The problem - Please rewrite every row below with "thickest part" changed to "widest part" and nothing else altered. Leave the pictures out of your answer.

Information supplied -

::::

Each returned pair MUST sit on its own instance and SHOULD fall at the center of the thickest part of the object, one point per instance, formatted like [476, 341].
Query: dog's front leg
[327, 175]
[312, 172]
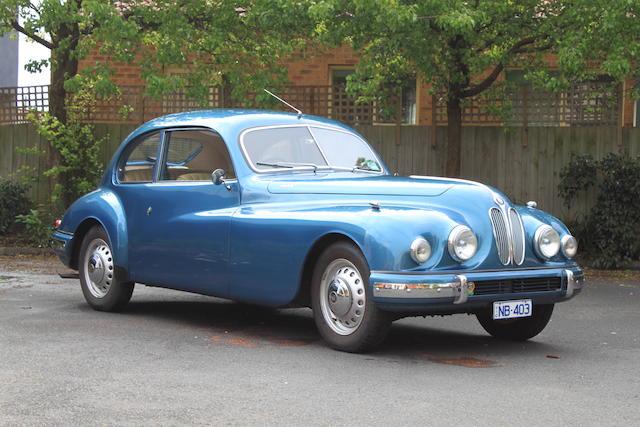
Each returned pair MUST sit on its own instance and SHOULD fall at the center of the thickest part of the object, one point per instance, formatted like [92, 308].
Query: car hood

::::

Written response -
Each returned pair MUST sit on its own instance and SHOULD fall at the center of the widest part of the object, one point per instance, formatted like [476, 341].
Query: dog's front leg
[327, 175]
[312, 172]
Each returned pair MUST sit on its own instance and SHOULD fall at the center of the widest part of the object, one point per instance, formatted like [92, 308].
Query: car hood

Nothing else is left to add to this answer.